start Entries shown
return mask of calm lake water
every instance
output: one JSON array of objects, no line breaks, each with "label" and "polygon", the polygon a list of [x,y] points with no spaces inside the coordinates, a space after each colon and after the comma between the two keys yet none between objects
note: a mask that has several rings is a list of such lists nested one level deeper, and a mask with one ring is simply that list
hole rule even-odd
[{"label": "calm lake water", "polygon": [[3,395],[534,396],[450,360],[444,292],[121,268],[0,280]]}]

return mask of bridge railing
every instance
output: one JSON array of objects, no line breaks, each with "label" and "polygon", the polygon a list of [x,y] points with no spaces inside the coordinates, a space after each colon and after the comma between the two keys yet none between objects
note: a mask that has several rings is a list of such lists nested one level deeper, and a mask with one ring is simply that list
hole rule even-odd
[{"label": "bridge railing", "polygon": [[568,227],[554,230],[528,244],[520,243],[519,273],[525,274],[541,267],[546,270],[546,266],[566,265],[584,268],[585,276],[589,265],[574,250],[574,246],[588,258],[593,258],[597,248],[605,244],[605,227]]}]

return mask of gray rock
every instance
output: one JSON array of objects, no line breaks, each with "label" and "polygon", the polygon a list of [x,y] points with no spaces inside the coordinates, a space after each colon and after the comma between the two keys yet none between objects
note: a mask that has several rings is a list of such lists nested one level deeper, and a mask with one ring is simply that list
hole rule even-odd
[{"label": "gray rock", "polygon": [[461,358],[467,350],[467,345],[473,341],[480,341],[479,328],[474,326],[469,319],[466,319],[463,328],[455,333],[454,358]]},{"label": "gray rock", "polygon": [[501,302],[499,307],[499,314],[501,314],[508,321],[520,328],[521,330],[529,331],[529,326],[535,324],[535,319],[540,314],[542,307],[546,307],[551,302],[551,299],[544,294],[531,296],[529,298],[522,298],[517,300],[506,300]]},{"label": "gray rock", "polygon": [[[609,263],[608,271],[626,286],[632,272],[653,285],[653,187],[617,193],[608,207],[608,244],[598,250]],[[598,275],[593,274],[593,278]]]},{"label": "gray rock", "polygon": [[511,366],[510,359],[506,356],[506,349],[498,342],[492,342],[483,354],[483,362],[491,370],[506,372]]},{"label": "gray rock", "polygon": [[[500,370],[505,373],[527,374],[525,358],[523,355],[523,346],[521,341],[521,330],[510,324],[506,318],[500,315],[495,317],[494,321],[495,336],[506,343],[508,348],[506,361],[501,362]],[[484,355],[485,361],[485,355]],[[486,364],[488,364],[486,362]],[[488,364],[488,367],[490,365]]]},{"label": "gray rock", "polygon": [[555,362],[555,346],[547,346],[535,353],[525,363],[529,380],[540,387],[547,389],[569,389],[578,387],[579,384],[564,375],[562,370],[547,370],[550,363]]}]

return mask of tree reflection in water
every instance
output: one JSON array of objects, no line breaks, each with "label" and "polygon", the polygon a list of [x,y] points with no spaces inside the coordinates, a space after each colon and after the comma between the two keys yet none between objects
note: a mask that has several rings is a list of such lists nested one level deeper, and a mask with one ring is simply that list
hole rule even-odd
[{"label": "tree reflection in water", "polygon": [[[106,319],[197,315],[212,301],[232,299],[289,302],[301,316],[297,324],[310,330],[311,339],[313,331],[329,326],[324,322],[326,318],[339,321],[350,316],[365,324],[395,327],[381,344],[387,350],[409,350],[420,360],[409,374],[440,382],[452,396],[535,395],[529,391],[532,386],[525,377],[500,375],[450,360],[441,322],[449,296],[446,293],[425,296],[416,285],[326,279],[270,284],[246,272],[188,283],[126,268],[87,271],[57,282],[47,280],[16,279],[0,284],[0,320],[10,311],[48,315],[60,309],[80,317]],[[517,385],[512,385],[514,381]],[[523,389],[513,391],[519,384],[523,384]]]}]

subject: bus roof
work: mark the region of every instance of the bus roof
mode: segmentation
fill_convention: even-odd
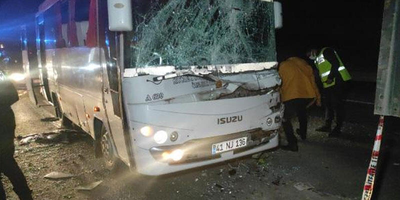
[[[39,6],[39,10],[36,14],[36,16],[41,12],[44,12],[46,11],[46,10],[50,8],[50,7],[51,7],[52,5],[60,0],[46,0],[44,2],[42,3],[40,6]]]

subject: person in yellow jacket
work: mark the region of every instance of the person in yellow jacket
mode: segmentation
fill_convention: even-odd
[[[315,82],[312,68],[304,60],[292,57],[281,62],[278,68],[282,80],[280,98],[284,104],[282,125],[288,145],[284,150],[298,150],[297,139],[294,134],[290,120],[297,116],[300,128],[296,133],[302,140],[307,134],[306,108],[314,102],[320,106],[321,97]]]

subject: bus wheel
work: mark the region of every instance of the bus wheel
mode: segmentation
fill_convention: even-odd
[[[116,167],[118,158],[114,154],[114,150],[112,148],[112,144],[110,134],[104,126],[102,127],[101,136],[100,144],[106,167],[110,170],[112,170]]]

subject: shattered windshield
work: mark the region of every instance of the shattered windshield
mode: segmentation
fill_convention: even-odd
[[[156,2],[148,3],[145,12],[135,7],[135,30],[129,34],[131,68],[276,60],[272,2]]]

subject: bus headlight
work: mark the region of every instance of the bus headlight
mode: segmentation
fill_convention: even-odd
[[[153,138],[157,144],[162,144],[168,138],[168,134],[164,130],[158,130],[154,134]]]
[[[153,130],[150,126],[144,126],[140,128],[140,134],[144,136],[148,137],[153,134]]]
[[[25,79],[25,75],[21,73],[13,73],[8,78],[12,80],[20,82]]]
[[[178,140],[178,133],[176,132],[171,132],[171,136],[170,136],[170,140],[172,142],[175,142]]]
[[[279,124],[280,122],[281,118],[280,116],[275,116],[275,124]]]
[[[268,125],[268,126],[270,126],[271,125],[272,125],[272,119],[270,118],[268,118],[266,119],[266,125]]]

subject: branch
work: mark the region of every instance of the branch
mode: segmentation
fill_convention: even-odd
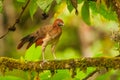
[[[3,67],[9,70],[19,69],[23,71],[36,71],[41,70],[56,70],[56,69],[73,69],[80,68],[81,70],[87,69],[87,67],[98,68],[113,68],[120,69],[120,57],[106,58],[79,58],[79,59],[67,59],[67,60],[49,60],[43,61],[21,61],[7,57],[0,57],[0,69]]]
[[[7,32],[4,35],[0,36],[0,39],[2,39],[3,37],[5,37],[10,31],[15,31],[16,30],[15,26],[16,26],[16,24],[18,24],[20,22],[21,16],[23,15],[23,13],[24,13],[24,11],[25,11],[25,9],[26,9],[26,7],[28,6],[29,3],[30,3],[30,0],[28,0],[26,2],[25,6],[22,7],[22,11],[20,12],[20,15],[16,19],[15,23],[11,27],[8,28]]]

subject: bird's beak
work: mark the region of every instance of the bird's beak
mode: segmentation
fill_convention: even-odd
[[[64,26],[64,23],[59,23],[58,25],[59,25],[59,26]]]

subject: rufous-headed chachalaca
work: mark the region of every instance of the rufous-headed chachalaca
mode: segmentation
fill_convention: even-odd
[[[21,42],[18,44],[17,48],[20,49],[25,43],[28,42],[27,49],[35,43],[35,46],[42,46],[42,59],[45,60],[44,53],[45,48],[48,44],[51,44],[51,50],[54,59],[55,56],[55,47],[61,36],[62,28],[64,22],[61,19],[56,19],[52,25],[46,25],[40,27],[37,31],[29,34],[21,39]]]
end Entries shown
» **Task statement**
Reproduce all of the data above word for word, but leave out the pictures.

» **Exercise solution**
return mask of calm lake water
every instance
output: one JSON array of objects, no line breaks, each with "label" and "polygon", the polygon a list of [x,y] points with no spaces inside the coordinates, a space after each colon and after the comma between the two keys yet none between objects
note: a mask that has several rings is a list of such lists nested one level deeper, and a mask with one ring is simply that list
hole rule even-odd
[{"label": "calm lake water", "polygon": [[3,395],[534,396],[450,360],[444,292],[121,268],[0,280]]}]

return mask of bridge railing
every instance
output: one JSON array of objects, no line breaks, each with "label" and "polygon", the polygon a list of [x,y] points with no spaces inside the coordinates, a space after each colon and after the comma between the two keys yet none between objects
note: a mask that has several rings is a list of such lists nested one level deeper, and a mask with one ring is simply that list
hole rule even-odd
[{"label": "bridge railing", "polygon": [[568,227],[554,230],[528,244],[520,243],[519,273],[525,274],[541,267],[546,270],[546,266],[566,265],[584,268],[585,276],[589,265],[574,250],[574,246],[588,258],[593,258],[597,248],[605,244],[605,227]]}]

return mask of gray rock
every instance
output: one JSON array of objects, no line breaks, each with "label" and "polygon", the polygon a list of [x,y] points with no spaces inside the coordinates, a space after each colon and after the comma between the two keys yet none between objects
note: a mask that has several rings is a list of such lists nested one level deeper, and a mask with one ring is simply that list
hole rule even-odd
[{"label": "gray rock", "polygon": [[461,358],[467,350],[467,345],[473,341],[480,341],[479,328],[474,326],[469,319],[466,319],[463,328],[455,333],[454,358]]},{"label": "gray rock", "polygon": [[501,302],[499,307],[499,314],[501,314],[508,321],[520,328],[521,330],[529,331],[529,326],[535,324],[535,319],[540,314],[542,307],[546,307],[551,302],[551,299],[544,294],[531,296],[529,298],[522,298],[517,300],[506,300]]},{"label": "gray rock", "polygon": [[[609,263],[608,271],[626,286],[632,272],[653,285],[653,187],[617,193],[608,207],[608,244],[598,250]],[[598,275],[593,274],[593,278]]]},{"label": "gray rock", "polygon": [[511,366],[510,359],[506,356],[506,349],[498,342],[492,342],[483,354],[483,362],[491,370],[506,372]]},{"label": "gray rock", "polygon": [[[500,370],[505,373],[527,374],[525,358],[523,355],[523,346],[521,341],[521,330],[510,324],[506,318],[500,315],[495,317],[494,321],[495,336],[506,343],[508,348],[506,361],[501,362]],[[484,355],[485,361],[485,355]],[[486,364],[488,364],[486,362]],[[488,364],[488,367],[490,365]]]},{"label": "gray rock", "polygon": [[555,362],[555,346],[547,346],[535,353],[525,363],[529,380],[540,387],[547,389],[569,389],[578,387],[579,384],[564,375],[562,370],[547,370],[550,363]]}]

return mask of tree reflection in water
every instance
output: one JSON array of objects, no line breaks, each with "label" and "polygon", the polygon a list of [x,y] points with no spaces inside the coordinates, a space after each colon and after the comma between the two keys yet none between objects
note: a mask that has several rings is a list of such lists nested one level deeper, and a mask with one ring is simply that list
hole rule even-odd
[{"label": "tree reflection in water", "polygon": [[[106,319],[197,315],[212,301],[232,299],[289,302],[301,316],[297,324],[310,330],[311,339],[313,331],[329,326],[324,322],[326,318],[339,321],[350,316],[365,324],[395,327],[381,344],[387,350],[409,350],[420,360],[409,374],[440,382],[452,396],[535,395],[529,391],[532,386],[525,377],[500,375],[450,360],[441,322],[449,296],[446,293],[425,296],[416,285],[326,279],[270,284],[246,272],[188,283],[126,268],[87,271],[57,282],[47,280],[16,279],[0,284],[0,320],[10,311],[48,315],[60,309],[80,317]],[[517,385],[512,385],[514,381]],[[523,389],[513,391],[519,384],[523,384]]]}]

subject: bus roof
work: mark the region of every instance of the bus roof
mode: segmentation
fill_convention: even-odd
[[[39,6],[39,10],[36,14],[36,16],[41,12],[44,12],[46,11],[46,10],[50,8],[50,7],[51,7],[52,5],[60,0],[46,0],[44,2],[42,3],[40,6]]]

subject: person in yellow jacket
work: mark the region of every instance of the person in yellow jacket
mode: segmentation
fill_convention: even-odd
[[[315,82],[312,68],[304,60],[292,57],[281,62],[278,68],[282,80],[280,98],[284,104],[282,125],[288,145],[284,150],[298,150],[297,139],[294,134],[290,120],[297,116],[300,128],[296,133],[302,140],[307,134],[306,108],[314,102],[320,106],[321,97]]]

subject: bus wheel
work: mark the region of every instance of the bus wheel
mode: segmentation
fill_convention: even-odd
[[[116,167],[118,158],[114,154],[114,150],[112,148],[112,144],[110,134],[104,126],[102,127],[101,136],[100,144],[106,167],[110,170],[112,170]]]

subject: shattered windshield
work: mark the region of every instance of the shattered windshield
mode: segmentation
fill_convention: even-odd
[[[156,2],[148,3],[145,12],[135,7],[135,30],[129,34],[131,68],[276,60],[272,2]]]

subject: bus headlight
work: mark the region of every instance of the bus headlight
mode: segmentation
fill_convention: even-odd
[[[153,138],[157,144],[162,144],[168,138],[168,134],[164,130],[158,130],[154,134]]]
[[[153,130],[150,126],[144,126],[140,128],[140,134],[144,136],[148,137],[153,134]]]
[[[25,79],[25,75],[21,73],[13,73],[8,78],[12,80],[20,82]]]
[[[178,140],[178,133],[176,132],[171,132],[171,136],[170,136],[170,140],[172,142],[175,142]]]
[[[279,124],[280,122],[281,118],[280,116],[275,116],[275,124]]]
[[[268,125],[268,126],[270,126],[271,125],[272,125],[272,119],[270,118],[268,118],[266,119],[266,125]]]

subject: branch
work: mark the region of every instance of the branch
mode: segmentation
fill_convention: even-odd
[[[3,67],[9,70],[19,69],[23,71],[36,71],[41,70],[56,70],[56,69],[73,69],[80,68],[81,70],[87,69],[87,67],[98,68],[113,68],[120,69],[120,57],[106,58],[79,58],[79,59],[67,59],[67,60],[49,60],[43,61],[21,61],[7,57],[0,57],[0,69]]]
[[[7,32],[4,35],[0,36],[0,39],[2,39],[3,37],[5,37],[10,31],[15,31],[16,30],[15,26],[16,26],[16,24],[18,24],[20,22],[21,16],[23,15],[23,13],[24,13],[24,11],[25,11],[25,9],[26,9],[26,7],[28,6],[29,3],[30,3],[30,0],[28,0],[26,2],[25,6],[22,7],[22,11],[20,12],[20,15],[16,19],[15,23],[11,27],[8,28]]]

subject: bird's beak
work: mark the region of every instance of the bird's beak
mode: segmentation
fill_convention: even-odd
[[[64,26],[64,23],[59,23],[58,25],[59,25],[59,26]]]

subject: rufous-headed chachalaca
work: mark the region of every instance of the rufous-headed chachalaca
mode: segmentation
fill_convention: even-odd
[[[21,42],[18,44],[17,48],[20,49],[25,43],[28,42],[27,49],[35,43],[35,46],[42,46],[42,59],[45,60],[44,53],[45,48],[48,44],[51,44],[51,50],[54,59],[55,56],[55,47],[61,36],[62,28],[64,22],[61,19],[56,19],[52,25],[46,25],[40,27],[37,31],[29,34],[21,39]]]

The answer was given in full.